▶ [Task description]: Rewrite the items from the start through the line holding "M250 75L253 78L253", inclusive, swapping "knitted glove" for "wool mitten" and leaving everything else unchanged.

§

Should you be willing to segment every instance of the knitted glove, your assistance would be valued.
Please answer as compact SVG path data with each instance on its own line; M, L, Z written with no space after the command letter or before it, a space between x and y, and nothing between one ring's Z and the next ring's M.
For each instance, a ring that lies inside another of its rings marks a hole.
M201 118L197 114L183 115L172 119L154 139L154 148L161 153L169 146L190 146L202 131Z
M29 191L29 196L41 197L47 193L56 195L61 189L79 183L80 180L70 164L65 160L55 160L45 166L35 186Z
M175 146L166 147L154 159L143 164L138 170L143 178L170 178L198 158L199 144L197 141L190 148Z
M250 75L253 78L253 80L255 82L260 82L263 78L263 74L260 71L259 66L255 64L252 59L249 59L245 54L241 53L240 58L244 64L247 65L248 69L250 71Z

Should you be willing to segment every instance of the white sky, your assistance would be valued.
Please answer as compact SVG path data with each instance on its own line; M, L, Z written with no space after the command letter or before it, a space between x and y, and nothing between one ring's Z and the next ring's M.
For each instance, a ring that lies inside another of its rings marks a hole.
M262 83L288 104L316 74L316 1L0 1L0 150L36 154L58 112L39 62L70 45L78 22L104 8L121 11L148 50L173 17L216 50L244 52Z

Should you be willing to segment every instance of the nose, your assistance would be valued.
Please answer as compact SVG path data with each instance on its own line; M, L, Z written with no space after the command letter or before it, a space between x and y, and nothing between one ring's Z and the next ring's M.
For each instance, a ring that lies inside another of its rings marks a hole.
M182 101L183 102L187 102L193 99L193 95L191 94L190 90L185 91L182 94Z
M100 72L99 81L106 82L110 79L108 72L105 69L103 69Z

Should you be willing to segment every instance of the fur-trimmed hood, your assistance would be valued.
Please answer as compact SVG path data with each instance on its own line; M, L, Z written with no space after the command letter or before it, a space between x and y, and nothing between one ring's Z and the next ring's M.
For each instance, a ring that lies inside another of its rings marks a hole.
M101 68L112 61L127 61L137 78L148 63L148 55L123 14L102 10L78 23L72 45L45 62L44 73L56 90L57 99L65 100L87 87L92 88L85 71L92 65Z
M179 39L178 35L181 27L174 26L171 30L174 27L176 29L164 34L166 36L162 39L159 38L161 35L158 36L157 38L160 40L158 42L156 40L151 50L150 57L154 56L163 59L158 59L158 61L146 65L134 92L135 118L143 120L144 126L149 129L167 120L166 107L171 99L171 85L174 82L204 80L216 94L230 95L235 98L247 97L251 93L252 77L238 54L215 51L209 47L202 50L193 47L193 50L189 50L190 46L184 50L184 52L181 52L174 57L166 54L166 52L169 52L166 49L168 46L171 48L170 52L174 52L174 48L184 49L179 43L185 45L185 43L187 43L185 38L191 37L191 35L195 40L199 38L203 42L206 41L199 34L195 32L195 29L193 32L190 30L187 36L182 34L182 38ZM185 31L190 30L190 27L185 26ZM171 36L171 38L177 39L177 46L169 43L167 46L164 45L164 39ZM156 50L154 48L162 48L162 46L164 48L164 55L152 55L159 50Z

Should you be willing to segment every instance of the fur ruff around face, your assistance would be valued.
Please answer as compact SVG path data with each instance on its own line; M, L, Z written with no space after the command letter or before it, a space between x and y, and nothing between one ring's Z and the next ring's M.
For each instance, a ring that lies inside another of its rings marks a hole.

§

▶ [The output]:
Should you be willing to segment every instance of the wool mitten, your assistance would be valued.
Please answer as compact SVG path data with each instance on its own line; M, L, Z written with no space after the command letter or before it, a space between x and y, and nothing between one ring's Z and the next ring's M.
For each instance, a ring that lies inside another of its rings marks a hole.
M201 118L197 114L183 115L172 119L154 139L154 148L161 153L169 146L190 146L202 131Z
M29 191L29 196L41 197L47 193L56 195L61 189L79 183L80 180L70 164L65 160L55 160L45 166L35 186Z
M175 146L166 147L154 159L143 164L138 170L143 178L170 178L198 158L199 144L197 141L190 148Z
M250 75L253 78L253 80L255 82L260 82L263 78L263 74L260 71L259 66L255 64L252 59L249 59L245 54L241 53L240 58L244 64L247 65L248 69L250 71Z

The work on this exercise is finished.